(Your instructions) Locate the line that contains "TARGET: glass jar with black lid", then copy it and all later lines of the data below exactly, through the last one.

(Data shown)
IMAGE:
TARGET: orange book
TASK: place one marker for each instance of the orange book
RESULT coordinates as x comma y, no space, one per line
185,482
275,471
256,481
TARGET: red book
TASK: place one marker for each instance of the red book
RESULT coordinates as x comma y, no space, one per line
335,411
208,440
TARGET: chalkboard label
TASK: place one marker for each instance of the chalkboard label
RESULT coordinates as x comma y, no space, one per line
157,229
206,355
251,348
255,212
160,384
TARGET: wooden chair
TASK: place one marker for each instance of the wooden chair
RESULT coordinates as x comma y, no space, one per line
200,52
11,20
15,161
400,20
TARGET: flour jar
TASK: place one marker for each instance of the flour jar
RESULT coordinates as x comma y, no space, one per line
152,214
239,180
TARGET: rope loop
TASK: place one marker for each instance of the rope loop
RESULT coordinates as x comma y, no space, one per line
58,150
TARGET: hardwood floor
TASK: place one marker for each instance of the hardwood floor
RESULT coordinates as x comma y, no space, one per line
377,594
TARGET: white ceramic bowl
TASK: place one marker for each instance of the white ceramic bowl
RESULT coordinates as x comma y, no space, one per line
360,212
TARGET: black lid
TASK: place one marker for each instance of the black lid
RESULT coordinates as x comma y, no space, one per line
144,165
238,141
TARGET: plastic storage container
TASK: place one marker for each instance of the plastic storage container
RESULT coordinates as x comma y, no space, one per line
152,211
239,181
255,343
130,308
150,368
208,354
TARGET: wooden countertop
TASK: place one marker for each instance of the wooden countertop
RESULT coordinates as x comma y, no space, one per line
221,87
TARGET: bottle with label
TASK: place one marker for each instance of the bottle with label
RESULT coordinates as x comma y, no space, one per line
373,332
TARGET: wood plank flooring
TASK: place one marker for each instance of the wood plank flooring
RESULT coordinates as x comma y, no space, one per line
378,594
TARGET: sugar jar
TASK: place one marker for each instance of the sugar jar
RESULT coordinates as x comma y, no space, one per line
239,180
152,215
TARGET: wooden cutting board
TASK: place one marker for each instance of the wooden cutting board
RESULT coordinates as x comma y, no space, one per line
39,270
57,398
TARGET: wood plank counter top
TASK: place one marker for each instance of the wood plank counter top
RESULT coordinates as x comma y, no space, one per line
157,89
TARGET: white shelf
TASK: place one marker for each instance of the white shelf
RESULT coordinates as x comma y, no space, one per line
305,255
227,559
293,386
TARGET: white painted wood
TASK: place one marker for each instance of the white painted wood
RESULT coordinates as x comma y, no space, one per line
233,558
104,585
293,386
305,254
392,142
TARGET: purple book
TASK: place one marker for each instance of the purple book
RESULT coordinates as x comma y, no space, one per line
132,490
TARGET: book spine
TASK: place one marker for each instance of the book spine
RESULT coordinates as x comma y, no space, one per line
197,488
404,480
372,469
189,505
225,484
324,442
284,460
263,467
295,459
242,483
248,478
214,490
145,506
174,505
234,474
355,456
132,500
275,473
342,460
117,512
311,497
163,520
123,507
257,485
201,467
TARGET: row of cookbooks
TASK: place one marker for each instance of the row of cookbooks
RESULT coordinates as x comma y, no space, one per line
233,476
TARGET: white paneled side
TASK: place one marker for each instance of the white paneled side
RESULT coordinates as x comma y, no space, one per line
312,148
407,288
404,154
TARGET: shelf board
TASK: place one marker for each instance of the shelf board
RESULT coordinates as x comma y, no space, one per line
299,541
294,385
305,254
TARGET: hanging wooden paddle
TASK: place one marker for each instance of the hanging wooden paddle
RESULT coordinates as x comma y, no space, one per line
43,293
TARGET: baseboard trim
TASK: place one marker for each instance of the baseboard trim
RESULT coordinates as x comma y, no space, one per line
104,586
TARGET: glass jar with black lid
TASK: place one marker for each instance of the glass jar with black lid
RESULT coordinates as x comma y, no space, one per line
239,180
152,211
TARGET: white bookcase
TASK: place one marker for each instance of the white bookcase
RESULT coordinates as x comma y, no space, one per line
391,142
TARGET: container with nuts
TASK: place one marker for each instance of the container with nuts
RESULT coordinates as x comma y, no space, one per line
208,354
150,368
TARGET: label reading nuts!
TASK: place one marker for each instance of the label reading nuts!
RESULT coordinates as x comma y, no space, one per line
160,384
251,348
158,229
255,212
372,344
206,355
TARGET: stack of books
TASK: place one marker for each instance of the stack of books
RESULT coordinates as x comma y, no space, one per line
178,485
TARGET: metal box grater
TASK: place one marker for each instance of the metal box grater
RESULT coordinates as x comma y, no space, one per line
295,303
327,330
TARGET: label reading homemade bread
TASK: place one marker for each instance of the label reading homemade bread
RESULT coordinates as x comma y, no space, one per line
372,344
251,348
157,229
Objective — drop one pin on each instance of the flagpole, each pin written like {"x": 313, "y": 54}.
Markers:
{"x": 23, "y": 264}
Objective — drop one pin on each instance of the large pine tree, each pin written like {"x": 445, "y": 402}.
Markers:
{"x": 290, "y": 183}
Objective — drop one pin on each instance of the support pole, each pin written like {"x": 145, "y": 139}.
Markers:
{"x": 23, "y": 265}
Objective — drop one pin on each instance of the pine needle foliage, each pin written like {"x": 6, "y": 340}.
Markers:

(Solution to the exercise)
TARGET: glass jar with black lid
TASK: place one marker for each instance of the glass jar with black lid
RESULT coordinates as x comma y, no space, one per line
239,180
152,211
TARGET: white bookcase
TASK: place one marker for each instance of the white bookcase
RESULT coordinates as x comma y, no space, one per line
391,142
TARGET: container with nuts
TASK: place one marker for each instance of the container with nuts
RESULT coordinates as x comma y, no space, one per line
208,354
150,368
TARGET: label reading nuts!
TASK: place one marker for each instance of the label reading nuts!
RESULT coordinates as x comma y, no space, one per line
160,384
251,348
158,229
255,212
372,344
206,355
TARGET: stack of books
TASK: place one marker for each instance of the stack of books
RESULT coordinates as x comma y, no space, one per line
178,485
TARGET: metal box grater
TASK: place one marker for each instance of the metal box grater
RESULT coordinates as x comma y, no space, one per line
295,303
327,330
TARGET: label reading homemade bread
TASK: place one marker for each instance of the label reading homemade bread
RESULT coordinates as x comma y, no space, one per line
372,344
251,348
157,229
Objective — drop one pin on each instance of the flagpole, each pin written like {"x": 313, "y": 54}.
Markers:
{"x": 23, "y": 264}
Objective — drop one pin on each instance of the large pine tree, each pin written like {"x": 445, "y": 402}.
Markers:
{"x": 290, "y": 183}
Objective — drop one pin on each instance of the support pole, each pin written like {"x": 145, "y": 139}.
Markers:
{"x": 23, "y": 265}
Objective — drop one pin on each instance of the pine needle foliage, each pin written like {"x": 6, "y": 340}.
Markers:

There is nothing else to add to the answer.